▶ **Set task**
Recast every line of the rows below as a JSON list of strings, one string per line, with blank lines left out. Leave the pictures out of the list.
--- begin Input ---
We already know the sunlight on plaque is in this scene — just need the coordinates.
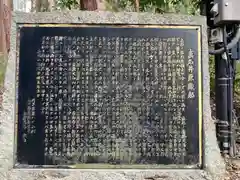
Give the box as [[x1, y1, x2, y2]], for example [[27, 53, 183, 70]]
[[16, 25, 202, 168]]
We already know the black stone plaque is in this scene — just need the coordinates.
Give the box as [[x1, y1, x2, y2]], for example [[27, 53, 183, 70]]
[[16, 25, 202, 168]]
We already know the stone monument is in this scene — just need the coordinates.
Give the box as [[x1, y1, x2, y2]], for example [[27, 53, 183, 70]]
[[0, 11, 225, 180]]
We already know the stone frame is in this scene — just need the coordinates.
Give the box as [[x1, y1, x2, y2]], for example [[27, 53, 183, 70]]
[[0, 11, 225, 180]]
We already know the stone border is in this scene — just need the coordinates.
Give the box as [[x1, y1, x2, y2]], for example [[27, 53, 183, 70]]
[[0, 11, 225, 180]]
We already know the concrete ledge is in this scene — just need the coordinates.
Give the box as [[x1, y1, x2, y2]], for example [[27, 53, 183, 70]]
[[0, 11, 225, 180]]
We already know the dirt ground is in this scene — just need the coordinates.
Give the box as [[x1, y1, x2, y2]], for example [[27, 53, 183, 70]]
[[224, 159, 240, 180]]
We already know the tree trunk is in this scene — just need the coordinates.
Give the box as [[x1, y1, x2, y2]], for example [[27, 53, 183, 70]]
[[80, 0, 98, 11]]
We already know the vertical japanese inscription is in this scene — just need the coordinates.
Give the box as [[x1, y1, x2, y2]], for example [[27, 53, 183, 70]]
[[18, 27, 201, 165]]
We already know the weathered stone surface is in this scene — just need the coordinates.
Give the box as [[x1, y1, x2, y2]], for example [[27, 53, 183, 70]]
[[0, 11, 225, 180]]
--- end Input ---
▶ **Answer to the exercise**
[
  "We already know the sunlight on plaque is in this scene — just need the coordinates.",
  "Give the box as [[x1, y1, x2, y2]], for example [[27, 53, 183, 70]]",
  "[[16, 25, 202, 168]]",
  "We already know the black stone plaque is in this scene — just need the coordinates.",
  "Give the box as [[x1, y1, x2, y2]], for example [[27, 53, 183, 70]]",
  "[[16, 25, 202, 168]]",
  "We already know the stone monument is in this scene — just need the coordinates.",
  "Give the box as [[x1, y1, x2, y2]], for example [[27, 53, 183, 70]]",
  "[[0, 11, 225, 180]]",
  "We already know the stone frame is in this scene — just need the coordinates.",
  "Give the box as [[x1, y1, x2, y2]], for example [[27, 53, 183, 70]]",
  "[[0, 11, 225, 180]]",
  "We already know the stone border is in this scene — just need the coordinates.",
  "Give the box as [[x1, y1, x2, y2]], for example [[27, 53, 183, 70]]",
  "[[0, 11, 225, 180]]",
  "We already know the concrete ledge is in this scene — just need the coordinates.",
  "Give the box as [[x1, y1, x2, y2]], for example [[27, 53, 183, 70]]",
  "[[0, 11, 225, 180]]",
  "We already know the dirt ground is in this scene — just need the coordinates.",
  "Give the box as [[x1, y1, x2, y2]], for example [[27, 53, 183, 70]]",
  "[[224, 159, 240, 180]]",
  "We already know the tree trunk is in this scene — just need the coordinates.",
  "Give the box as [[x1, y1, x2, y2]], for example [[27, 53, 183, 70]]",
  "[[80, 0, 98, 11]]",
  "We already know the vertical japanese inscription is in this scene — just need the coordinates.",
  "Give the box as [[x1, y1, x2, y2]], for example [[27, 53, 183, 70]]",
  "[[18, 27, 201, 165]]",
  "We already know the weathered stone surface is in this scene — just need the coordinates.",
  "Give the box as [[x1, y1, x2, y2]], for example [[27, 53, 183, 70]]",
  "[[0, 11, 225, 180]]"
]